» SELECTED TEXT
Image courtesy of Colonial National Historical Park, Yorktown.

Friday, March 9, 2012

Meeting Notes: September 15, 2010

"Innoculation and the Revolutionary War," Tony Williams

On Wednesday, September 15, 2010 the American Revolutionary Roundtable was privileged to hear Tony Williams speak about "Inoculation and the Revolutionary War." Tony has authored The Pox and the Covenant and The Hurricane of Independence.

Bruce Venter, the vice president of programs introduced Tony Williams and indicated that Tony was last with us in March of 2009 talking about the Hurricane of Independence.

Mr. Williams went to Syracuse University and Ohio State and is now living and teaching in Williamsburg. His second book, The Pox and the Covenant, is a featured selection for the history book club and is of course listed at

First of all, Mr. Williams wrote a little bit of how and why he seems to be drawn to "national disasters" in his writings.

In any event, in 1721, a convoy coming up from Barbados had on board an African sailor who had contracted smallpox. He didn’t have any symptoms right away and so went onshore in Boston and was shaking hands, etc. with everyone. Once the pox took hold, it quickly spread around the entire town.

It's interesting that a well-known individual stepped into the fray as a doctor because he'd studied medicine at Harvard. This person is known to us well as Cotton Mather. He had talked to one of his slaves and found out from his experience that sometimes if an incision is cut and one had been touched with live pox, then the symptoms would become milder.

Cotton Mather was vain and assumed people would follow his lead. He was met, though, with stony silence from the other doctors. Finally, a certain Dr. Boilston tested the theory out on his own 6-year-old son and two slaves as well (both father and son). One of the questions was, of course, why are you giving someone the pox when you're trying to avoid it?

Also, in 1761 the Virginia House of Burgesses outlawed this idea of inoculation. George Washington waivered on the idea but did not order inoculation. But it was clear that the British had a lower incidence of smallpox. In London, they had a lot of it there so it may have been that people survived and thus in effect were inoculated about it. But the American-born Tories did not have that same type of protection.

Benedict Arnold in Quebec allowed inoculation but did not order inoculation.

Finally in Philadelphia Benjamin Rush started inoculating the delegates and even inoculated Patrick Henry. Obviously a lot of people remember the John Adams miniseries and Abigail's inoculation of young Quincy.

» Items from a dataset
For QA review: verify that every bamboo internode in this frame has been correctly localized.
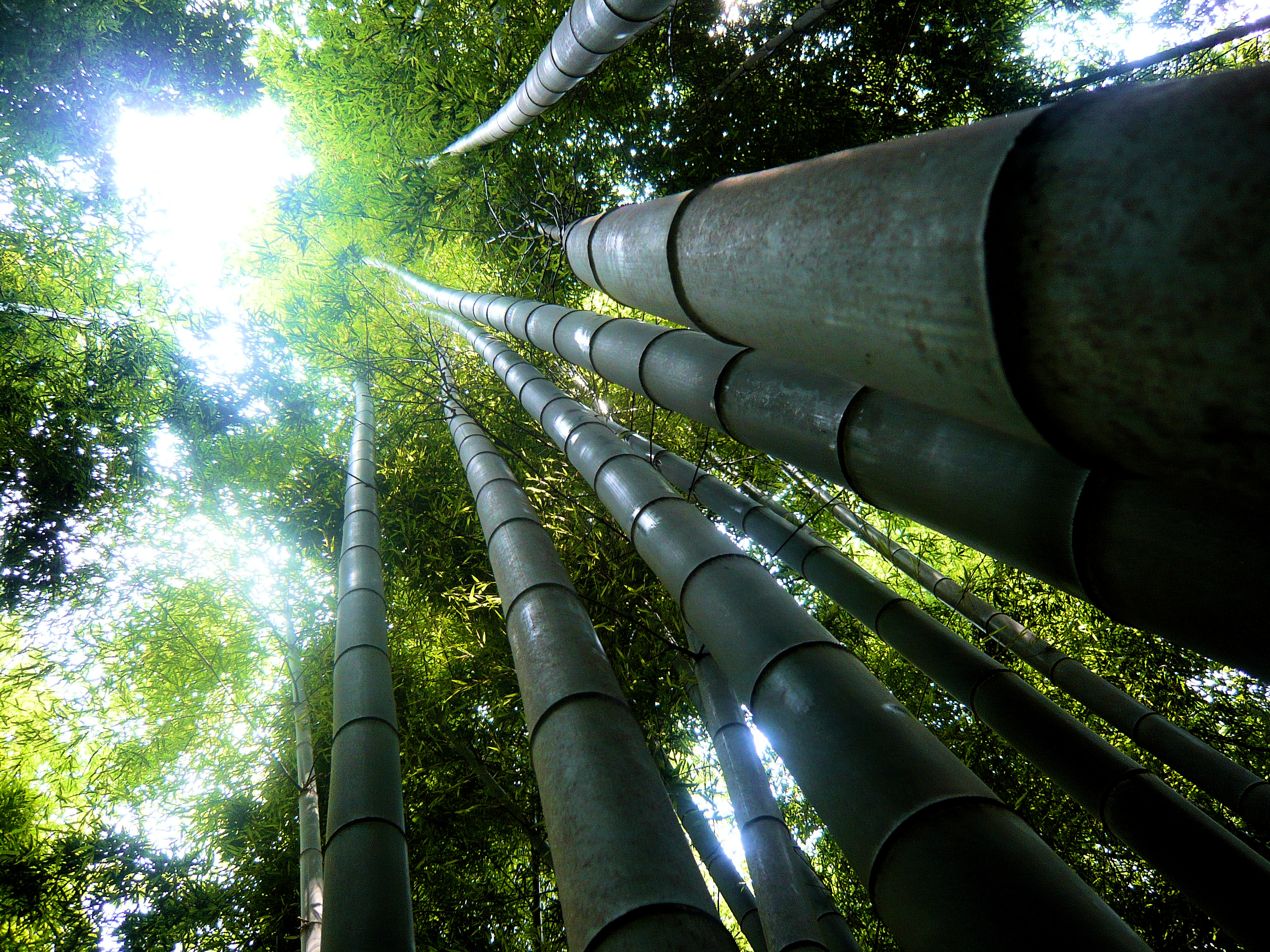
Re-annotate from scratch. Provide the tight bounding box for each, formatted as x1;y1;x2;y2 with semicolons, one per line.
444;0;672;155
284;612;322;952
614;430;1270;947
421;306;1146;952
671;786;767;952
322;381;414;952
693;654;860;952
442;363;735;952
564;66;1270;512
373;262;1270;676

» TASK SET
A: According to the meeting notes, in what year did the Virginia House of Burgesses outlaw inoculation?
B: Translate this sentence from the meeting notes into Spanish: "Benedict Arnold in Quebec allowed inoculation but did not order inoculation."

» EXPECTED OUTPUTS
A: 1761

B: Benedict Arnold, en Quebec, permitió la inoculación, pero no ordenó la inoculación.